SECCIÓN DEL DOCUMENTO -
★ ★ ★ ★ ★

Somos millones en esta isla errónea y apenas alguno sabe que llevamos vidas de náufrago

viernes, 31 de diciembre de 2021

Galopar


Este cuaderno de bitácora, diario de a bordo, libro de soledades, cierra el año. Y ya van 11, de los cuales estos dos últimos siguen siendo un paréntesis abierto. No sé si cerrarlo es cosa nuestra porque no veo al género humano (así, en abstracto) capaz de tan espléndidas empresas.
No obstante, y por si acaso, mi deseo es que la nueva rotación (iluso que soy) nos pille, libres, salvajes y galopando.
Insallah. 

lunes, 20 de diciembre de 2021

Me alegro


No soy yo de vanas ilusiones ni en política ni en lo tocante a la condición humana, aunque alguna vez lo fui. No voy a alardear de victorias porque en realidad no sé nada del futuro, ni lo que viene ni lo que hará. Pero hoy vamos a alegrarnos un poco, aunque sea por todo lo perdido y por todo lo llorado. Hoy nos alegramos por ellos, nuestros amigos, que están dichosos con la pureza que yo quisiera tener y derrochan risas y sueños que yo también debería soñar. Y nos alegramos porque nos alegramos y ya iremos viendo lo que llega mañana. Porque hay días que al menos tienen "mañanas".

★ ★ ★ ★ ★

CONJUNTO DE REGISTROS -
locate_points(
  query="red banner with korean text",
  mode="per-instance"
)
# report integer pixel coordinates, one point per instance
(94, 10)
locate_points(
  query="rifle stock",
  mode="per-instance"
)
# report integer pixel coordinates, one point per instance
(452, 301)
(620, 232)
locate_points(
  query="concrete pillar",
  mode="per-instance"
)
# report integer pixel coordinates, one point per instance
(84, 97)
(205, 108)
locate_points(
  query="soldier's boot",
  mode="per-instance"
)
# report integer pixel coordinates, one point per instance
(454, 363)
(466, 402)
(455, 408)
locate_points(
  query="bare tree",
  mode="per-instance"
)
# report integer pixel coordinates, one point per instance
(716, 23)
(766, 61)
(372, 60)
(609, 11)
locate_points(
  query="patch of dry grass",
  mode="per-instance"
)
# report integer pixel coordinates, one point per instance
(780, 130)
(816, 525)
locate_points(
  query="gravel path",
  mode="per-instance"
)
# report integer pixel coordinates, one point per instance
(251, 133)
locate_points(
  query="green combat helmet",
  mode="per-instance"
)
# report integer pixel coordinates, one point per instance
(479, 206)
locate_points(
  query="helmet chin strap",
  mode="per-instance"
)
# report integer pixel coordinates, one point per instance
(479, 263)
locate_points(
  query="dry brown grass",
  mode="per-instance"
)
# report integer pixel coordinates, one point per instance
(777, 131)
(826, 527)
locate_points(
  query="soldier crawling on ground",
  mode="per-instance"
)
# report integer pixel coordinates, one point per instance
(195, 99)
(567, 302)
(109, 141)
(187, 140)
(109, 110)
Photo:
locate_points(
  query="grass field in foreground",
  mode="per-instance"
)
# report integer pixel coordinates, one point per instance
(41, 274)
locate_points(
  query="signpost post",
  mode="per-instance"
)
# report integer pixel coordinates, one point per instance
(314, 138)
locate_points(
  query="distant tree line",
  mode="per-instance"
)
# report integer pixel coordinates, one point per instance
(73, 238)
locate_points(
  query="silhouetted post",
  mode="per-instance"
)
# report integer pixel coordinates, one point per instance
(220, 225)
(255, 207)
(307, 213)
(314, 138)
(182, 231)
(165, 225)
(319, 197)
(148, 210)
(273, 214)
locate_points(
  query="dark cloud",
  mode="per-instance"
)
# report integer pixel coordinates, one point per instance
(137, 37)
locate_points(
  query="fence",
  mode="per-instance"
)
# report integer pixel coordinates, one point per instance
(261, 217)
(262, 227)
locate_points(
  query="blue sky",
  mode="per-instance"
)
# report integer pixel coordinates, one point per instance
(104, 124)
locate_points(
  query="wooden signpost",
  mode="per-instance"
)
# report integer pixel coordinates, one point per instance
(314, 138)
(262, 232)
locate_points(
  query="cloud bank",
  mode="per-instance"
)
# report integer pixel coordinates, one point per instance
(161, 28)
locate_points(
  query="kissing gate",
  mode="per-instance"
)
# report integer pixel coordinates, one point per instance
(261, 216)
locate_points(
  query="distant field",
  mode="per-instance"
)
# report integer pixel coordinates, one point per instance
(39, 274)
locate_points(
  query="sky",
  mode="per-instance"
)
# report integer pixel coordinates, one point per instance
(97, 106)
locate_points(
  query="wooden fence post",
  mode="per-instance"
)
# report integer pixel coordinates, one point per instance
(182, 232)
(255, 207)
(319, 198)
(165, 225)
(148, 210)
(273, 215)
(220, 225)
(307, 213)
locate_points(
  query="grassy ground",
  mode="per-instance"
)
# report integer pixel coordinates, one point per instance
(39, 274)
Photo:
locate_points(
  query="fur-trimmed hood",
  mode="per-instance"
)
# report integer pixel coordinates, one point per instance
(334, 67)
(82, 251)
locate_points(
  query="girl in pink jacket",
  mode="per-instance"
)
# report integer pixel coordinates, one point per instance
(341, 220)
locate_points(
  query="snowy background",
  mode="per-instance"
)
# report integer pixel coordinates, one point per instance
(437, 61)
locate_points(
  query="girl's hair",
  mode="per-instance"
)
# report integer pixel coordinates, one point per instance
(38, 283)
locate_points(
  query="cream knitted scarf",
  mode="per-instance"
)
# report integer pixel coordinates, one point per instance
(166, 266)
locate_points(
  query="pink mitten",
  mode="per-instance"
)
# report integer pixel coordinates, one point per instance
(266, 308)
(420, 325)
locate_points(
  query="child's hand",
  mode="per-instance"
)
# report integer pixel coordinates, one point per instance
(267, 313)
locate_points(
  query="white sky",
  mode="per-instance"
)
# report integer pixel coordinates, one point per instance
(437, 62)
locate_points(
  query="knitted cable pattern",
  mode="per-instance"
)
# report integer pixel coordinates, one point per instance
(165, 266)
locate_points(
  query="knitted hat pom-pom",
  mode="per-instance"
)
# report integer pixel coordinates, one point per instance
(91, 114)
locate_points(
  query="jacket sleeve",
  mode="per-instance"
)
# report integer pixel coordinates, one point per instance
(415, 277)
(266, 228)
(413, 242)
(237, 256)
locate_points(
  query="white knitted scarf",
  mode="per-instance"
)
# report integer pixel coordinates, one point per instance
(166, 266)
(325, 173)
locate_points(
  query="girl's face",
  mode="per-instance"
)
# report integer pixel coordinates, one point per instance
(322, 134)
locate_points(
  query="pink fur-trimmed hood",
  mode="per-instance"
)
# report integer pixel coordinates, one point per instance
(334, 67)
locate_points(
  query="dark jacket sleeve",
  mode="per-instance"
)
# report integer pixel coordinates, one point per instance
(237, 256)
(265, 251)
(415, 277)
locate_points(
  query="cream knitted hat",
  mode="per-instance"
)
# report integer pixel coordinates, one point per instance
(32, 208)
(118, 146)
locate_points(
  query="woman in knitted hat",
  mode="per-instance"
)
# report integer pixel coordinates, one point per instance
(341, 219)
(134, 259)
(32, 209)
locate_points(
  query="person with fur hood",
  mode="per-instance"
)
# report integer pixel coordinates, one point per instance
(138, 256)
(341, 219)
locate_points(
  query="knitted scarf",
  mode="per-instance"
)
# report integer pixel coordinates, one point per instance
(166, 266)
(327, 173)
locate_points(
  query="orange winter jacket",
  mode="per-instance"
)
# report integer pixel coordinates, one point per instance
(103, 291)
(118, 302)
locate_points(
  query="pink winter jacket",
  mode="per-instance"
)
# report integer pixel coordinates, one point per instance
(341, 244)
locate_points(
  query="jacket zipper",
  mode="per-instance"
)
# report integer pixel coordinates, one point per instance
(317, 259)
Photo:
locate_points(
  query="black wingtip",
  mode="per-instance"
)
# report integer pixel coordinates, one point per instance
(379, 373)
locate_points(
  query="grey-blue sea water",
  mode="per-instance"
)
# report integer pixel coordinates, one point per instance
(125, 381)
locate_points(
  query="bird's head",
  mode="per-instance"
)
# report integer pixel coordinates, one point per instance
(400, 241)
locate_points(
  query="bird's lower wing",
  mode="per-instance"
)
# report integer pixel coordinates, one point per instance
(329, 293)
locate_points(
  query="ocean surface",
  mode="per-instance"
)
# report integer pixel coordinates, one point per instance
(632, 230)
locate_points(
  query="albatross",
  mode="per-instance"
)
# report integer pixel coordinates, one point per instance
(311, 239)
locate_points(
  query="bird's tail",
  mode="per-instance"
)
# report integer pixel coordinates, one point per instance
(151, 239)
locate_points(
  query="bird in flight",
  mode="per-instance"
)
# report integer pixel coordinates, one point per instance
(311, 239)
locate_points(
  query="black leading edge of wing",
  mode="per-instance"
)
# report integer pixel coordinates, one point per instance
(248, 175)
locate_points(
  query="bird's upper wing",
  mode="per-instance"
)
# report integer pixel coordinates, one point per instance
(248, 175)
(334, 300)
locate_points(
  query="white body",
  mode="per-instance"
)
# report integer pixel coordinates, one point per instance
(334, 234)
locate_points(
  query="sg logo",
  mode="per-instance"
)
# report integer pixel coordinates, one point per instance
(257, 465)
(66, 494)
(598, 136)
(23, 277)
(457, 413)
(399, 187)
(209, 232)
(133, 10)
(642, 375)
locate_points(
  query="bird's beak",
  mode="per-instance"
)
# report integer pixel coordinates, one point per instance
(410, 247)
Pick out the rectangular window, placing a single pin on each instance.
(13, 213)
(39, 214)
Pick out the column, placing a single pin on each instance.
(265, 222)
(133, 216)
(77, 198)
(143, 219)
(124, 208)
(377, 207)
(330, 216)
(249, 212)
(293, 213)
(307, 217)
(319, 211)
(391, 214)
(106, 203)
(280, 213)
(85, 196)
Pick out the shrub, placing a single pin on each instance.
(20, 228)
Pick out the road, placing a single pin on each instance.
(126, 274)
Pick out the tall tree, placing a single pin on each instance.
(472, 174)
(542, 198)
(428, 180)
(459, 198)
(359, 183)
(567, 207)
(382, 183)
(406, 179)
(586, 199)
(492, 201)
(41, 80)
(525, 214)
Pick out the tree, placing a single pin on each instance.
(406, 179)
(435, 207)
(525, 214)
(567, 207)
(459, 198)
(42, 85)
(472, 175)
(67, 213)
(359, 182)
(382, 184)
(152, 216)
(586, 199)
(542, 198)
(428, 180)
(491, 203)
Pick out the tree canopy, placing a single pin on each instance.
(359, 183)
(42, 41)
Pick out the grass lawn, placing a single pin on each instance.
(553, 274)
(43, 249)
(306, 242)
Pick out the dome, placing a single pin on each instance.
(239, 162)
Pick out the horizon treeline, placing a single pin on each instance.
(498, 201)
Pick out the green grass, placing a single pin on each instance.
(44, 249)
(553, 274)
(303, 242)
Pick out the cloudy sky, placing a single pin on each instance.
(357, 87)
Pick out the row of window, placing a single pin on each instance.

★ ★ ★ ★ ★

ENUNCIADO DE LA TAREA - Duplica sin cambios el fragmento del texto del blog que comienza en las palabras "Somos millones en" y se detiene después de "salvajes y galopando.". Los ítems son un material independiente del texto del blog.

SOLUCIÓN DEL PROBLEMA -
Somos millones en esta isla errónea y apenas alguno sabe que llevamos vidas de náufrago

viernes, 31 de diciembre de 2021

Galopar


Este cuaderno de bitácora, diario de a bordo, libro de soledades, cierra el año. Y ya van 11, de los cuales estos dos últimos siguen siendo un paréntesis abierto. No sé si cerrarlo es cosa nuestra porque no veo al género humano (así, en abstracto) capaz de tan espléndidas empresas.
No obstante, y por si acaso, mi deseo es que la nueva rotación (iluso que soy) nos pille, libres, salvajes y galopando.